Reproduce verbatim the part of the rows that opens with the line containing "Find the concrete" and closes with the line containing "[[[607,948],[634,628],[0,548],[0,948]]]", with both of those lines included.

- **Dataset items**:
============

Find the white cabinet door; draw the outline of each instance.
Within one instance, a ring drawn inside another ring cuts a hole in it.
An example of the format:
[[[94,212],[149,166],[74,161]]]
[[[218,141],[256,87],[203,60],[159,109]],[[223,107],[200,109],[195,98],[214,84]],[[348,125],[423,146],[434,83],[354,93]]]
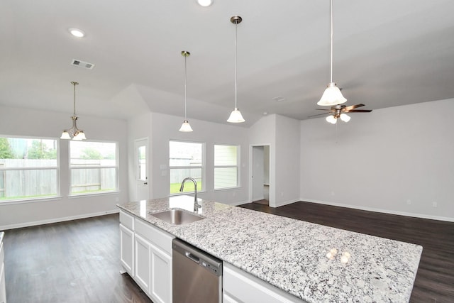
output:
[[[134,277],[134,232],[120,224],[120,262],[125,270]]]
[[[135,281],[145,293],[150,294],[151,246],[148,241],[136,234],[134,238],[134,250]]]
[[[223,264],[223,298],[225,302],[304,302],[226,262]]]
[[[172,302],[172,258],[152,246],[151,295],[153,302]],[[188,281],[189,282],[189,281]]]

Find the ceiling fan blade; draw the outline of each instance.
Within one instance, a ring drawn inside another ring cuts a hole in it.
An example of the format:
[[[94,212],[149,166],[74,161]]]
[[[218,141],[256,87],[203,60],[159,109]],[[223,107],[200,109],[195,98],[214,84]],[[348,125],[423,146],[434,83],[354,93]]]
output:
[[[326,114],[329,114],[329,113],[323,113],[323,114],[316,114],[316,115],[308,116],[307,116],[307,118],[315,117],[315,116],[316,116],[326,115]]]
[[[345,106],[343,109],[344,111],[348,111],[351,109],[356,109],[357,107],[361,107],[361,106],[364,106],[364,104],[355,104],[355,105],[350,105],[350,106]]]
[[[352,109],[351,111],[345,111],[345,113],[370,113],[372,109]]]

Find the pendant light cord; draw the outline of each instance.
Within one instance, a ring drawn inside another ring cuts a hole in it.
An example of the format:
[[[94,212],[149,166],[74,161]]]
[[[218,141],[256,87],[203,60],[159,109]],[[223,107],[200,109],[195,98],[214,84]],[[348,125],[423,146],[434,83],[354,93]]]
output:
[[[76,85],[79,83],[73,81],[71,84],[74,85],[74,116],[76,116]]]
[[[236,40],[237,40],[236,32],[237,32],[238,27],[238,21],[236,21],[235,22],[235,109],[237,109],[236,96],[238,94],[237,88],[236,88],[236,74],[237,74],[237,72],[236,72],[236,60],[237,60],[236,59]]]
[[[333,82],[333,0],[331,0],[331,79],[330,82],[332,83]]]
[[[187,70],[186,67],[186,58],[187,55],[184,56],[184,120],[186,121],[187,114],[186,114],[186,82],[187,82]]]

============

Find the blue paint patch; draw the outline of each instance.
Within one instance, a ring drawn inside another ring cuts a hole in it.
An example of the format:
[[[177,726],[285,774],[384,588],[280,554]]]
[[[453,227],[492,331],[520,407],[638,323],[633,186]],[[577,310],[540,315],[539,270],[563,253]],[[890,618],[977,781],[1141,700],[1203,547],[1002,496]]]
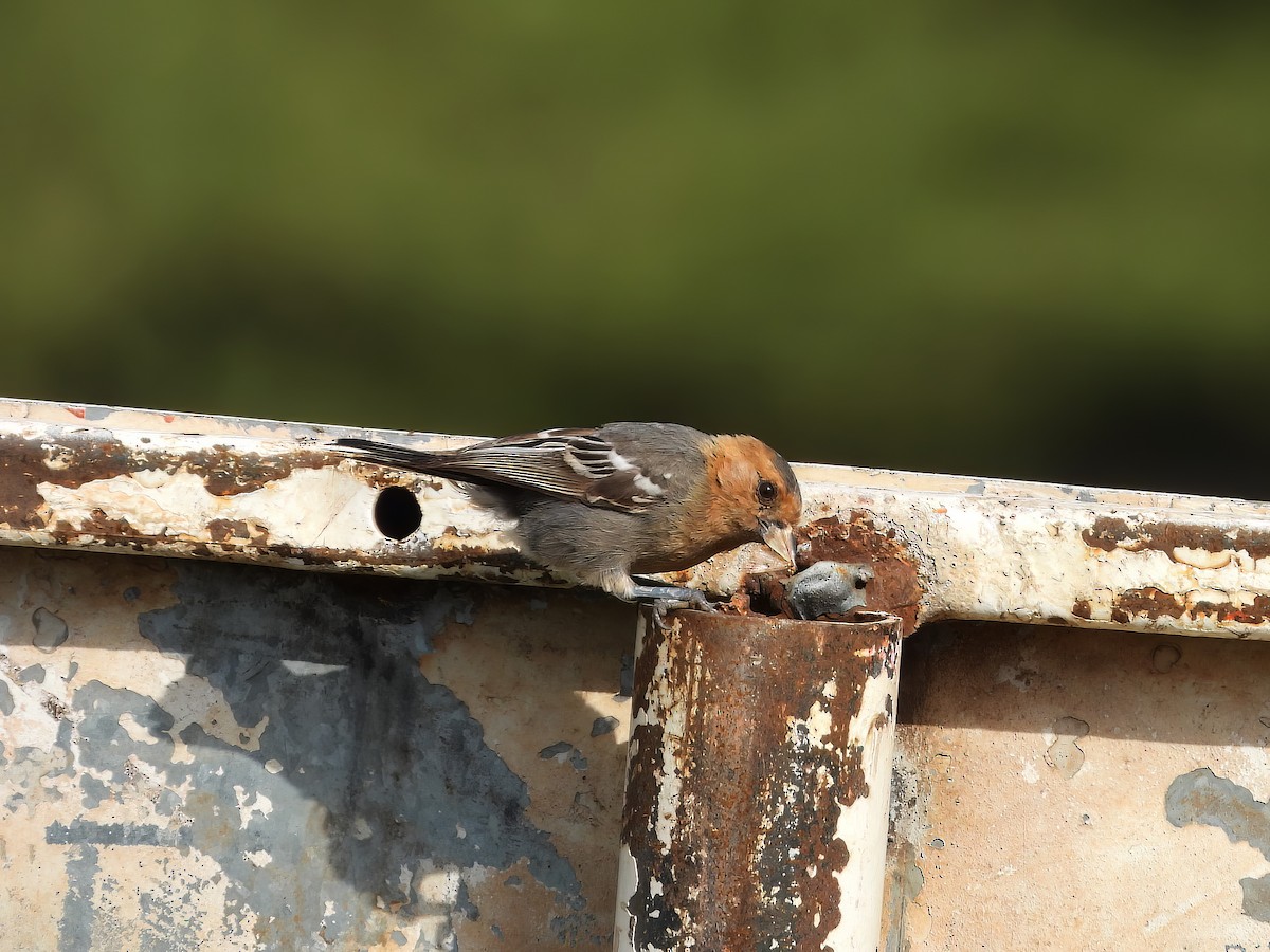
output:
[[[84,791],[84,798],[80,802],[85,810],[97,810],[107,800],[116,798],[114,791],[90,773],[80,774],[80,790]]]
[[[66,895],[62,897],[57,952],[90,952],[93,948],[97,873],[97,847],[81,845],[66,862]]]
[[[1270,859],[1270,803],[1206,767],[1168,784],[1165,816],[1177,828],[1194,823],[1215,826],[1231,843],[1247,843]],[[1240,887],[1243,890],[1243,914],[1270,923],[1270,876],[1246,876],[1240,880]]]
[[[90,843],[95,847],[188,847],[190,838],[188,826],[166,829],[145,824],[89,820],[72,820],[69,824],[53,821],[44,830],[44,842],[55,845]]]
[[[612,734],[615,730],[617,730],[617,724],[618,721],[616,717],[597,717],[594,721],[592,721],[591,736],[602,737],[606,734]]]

============

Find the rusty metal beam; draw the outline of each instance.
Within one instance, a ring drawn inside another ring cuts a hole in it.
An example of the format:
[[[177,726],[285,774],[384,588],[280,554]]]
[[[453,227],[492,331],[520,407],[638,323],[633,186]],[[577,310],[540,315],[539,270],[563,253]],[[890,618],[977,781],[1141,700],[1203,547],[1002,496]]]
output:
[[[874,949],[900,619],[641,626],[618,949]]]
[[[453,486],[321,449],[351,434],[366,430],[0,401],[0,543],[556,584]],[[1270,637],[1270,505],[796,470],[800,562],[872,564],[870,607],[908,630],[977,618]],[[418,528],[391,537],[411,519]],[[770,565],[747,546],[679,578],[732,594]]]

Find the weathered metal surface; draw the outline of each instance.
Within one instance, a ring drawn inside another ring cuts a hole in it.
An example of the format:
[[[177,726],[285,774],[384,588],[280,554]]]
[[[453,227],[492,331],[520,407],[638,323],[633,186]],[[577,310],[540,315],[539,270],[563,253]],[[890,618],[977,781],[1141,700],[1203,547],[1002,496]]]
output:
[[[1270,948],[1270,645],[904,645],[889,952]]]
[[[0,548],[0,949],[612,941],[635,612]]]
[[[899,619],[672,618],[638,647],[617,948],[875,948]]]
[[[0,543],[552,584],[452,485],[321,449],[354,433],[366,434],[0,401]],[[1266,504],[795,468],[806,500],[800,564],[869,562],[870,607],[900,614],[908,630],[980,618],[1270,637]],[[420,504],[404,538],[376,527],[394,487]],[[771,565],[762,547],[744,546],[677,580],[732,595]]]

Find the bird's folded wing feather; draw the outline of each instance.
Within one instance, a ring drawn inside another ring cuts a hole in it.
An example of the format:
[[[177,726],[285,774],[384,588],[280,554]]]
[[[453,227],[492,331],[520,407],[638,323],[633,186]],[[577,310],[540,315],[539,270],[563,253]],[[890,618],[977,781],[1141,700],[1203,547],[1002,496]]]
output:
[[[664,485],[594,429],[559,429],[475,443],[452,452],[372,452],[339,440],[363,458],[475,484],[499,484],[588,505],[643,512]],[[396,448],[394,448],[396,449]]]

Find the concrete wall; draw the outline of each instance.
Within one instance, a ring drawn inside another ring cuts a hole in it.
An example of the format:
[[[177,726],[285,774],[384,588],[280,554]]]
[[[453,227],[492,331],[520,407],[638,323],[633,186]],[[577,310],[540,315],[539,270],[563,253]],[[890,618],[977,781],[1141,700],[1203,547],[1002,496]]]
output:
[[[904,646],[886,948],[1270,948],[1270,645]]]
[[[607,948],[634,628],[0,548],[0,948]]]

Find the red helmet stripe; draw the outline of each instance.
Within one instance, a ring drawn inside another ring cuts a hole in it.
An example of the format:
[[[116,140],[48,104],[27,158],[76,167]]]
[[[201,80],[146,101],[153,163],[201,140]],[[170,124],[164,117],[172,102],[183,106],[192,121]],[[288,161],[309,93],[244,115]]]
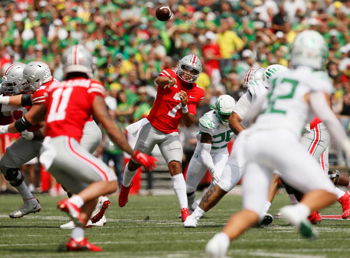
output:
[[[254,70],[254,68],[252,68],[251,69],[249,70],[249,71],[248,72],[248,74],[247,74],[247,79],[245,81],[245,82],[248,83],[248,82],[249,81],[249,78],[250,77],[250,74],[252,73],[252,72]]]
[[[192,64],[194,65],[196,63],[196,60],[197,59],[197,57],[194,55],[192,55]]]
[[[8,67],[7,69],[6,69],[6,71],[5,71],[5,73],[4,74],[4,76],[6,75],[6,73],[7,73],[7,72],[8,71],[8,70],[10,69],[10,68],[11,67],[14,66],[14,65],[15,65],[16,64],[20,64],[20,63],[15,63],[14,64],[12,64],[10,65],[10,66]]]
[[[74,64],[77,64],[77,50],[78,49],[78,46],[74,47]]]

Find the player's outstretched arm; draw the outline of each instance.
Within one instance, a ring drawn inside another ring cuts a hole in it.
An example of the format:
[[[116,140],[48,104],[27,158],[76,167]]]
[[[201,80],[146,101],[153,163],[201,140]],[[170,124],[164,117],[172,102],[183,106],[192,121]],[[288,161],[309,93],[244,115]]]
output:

============

- **THE RESPONSE**:
Find the concrete wall; draw the outline of each instance.
Within one instance, a ring drawn inside another ring cuts a hole in it.
An example of the format:
[[[177,726],[285,774],[384,588],[280,554]]]
[[[453,227],[492,331],[520,407],[638,323],[633,186]],[[577,310],[540,315],[539,270],[563,253]],[[890,618],[977,781],[1141,700],[1203,547],[1002,496]]]
output:
[[[904,646],[886,948],[1270,948],[1270,645]]]
[[[607,948],[634,628],[0,548],[0,948]]]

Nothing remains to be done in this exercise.